### [Data records]
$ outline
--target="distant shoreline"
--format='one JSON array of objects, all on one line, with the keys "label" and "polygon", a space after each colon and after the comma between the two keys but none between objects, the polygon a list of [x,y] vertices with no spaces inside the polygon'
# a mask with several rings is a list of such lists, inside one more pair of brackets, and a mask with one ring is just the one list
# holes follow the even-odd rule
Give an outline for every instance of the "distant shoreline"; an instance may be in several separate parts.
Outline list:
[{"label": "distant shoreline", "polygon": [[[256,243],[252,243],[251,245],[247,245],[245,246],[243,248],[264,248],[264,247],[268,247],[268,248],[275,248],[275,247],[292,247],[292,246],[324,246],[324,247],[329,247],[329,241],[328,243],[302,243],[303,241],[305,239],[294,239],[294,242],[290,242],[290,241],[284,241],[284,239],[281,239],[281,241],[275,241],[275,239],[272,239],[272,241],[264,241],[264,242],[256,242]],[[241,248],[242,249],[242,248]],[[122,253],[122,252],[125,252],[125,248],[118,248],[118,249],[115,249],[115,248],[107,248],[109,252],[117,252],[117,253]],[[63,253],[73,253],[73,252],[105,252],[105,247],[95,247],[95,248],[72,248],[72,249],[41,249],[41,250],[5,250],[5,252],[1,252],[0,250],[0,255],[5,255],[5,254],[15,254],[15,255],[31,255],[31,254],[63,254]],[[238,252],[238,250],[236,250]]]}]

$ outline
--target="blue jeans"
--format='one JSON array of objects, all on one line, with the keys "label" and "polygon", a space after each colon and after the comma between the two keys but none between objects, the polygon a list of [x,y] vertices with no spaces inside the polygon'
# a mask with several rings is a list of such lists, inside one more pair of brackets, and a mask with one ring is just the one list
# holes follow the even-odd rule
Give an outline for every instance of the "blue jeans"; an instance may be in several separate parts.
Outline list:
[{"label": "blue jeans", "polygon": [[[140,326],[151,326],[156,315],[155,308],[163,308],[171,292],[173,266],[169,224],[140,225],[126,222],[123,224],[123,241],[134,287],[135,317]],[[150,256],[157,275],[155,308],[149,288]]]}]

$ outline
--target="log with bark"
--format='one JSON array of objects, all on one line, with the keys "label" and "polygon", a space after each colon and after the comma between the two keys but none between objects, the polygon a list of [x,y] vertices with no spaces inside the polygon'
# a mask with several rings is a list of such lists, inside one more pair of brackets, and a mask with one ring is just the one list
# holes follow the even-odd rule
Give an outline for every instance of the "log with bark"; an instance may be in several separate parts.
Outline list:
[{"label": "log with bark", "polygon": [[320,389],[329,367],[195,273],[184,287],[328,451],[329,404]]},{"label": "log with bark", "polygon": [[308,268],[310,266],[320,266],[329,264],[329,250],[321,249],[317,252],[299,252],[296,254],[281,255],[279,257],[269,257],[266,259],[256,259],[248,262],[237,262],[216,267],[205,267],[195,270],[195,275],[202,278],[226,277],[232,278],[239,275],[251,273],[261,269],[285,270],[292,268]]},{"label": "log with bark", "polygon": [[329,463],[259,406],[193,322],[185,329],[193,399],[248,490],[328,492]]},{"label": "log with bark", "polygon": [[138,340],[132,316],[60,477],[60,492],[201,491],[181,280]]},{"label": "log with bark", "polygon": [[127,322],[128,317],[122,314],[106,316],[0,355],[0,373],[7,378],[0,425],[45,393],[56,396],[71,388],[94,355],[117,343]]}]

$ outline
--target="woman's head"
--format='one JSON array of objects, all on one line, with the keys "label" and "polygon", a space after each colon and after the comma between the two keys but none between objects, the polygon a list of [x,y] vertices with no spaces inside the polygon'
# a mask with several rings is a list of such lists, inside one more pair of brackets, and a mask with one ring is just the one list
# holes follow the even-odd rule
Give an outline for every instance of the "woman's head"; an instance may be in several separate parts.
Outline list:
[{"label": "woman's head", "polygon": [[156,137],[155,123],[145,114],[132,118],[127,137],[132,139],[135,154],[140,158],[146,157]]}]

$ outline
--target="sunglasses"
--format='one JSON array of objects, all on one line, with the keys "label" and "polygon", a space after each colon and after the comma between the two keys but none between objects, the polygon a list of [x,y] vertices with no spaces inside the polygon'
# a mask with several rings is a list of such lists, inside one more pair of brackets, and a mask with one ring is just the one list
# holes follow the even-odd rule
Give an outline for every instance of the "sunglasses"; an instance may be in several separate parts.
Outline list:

### [Aim]
Select each line in the records above that contains the word "every" and copy those lines out, treating uppercase and lowercase letters as different.

### [Task solution]
Give an outline for every instance of the "distant shoreline"; an instance may be in several separate parts.
Give an outline for every instance of the "blue jeans"; an instance may be in several separate parts.
Give an outline for every instance of the "log with bark"; an instance may be in several separate parts.
Give an outline for every instance of the "woman's head"; an instance may be in several separate parts.
Give an outline for every instance of the "sunglasses"; an instance may be in several separate parts.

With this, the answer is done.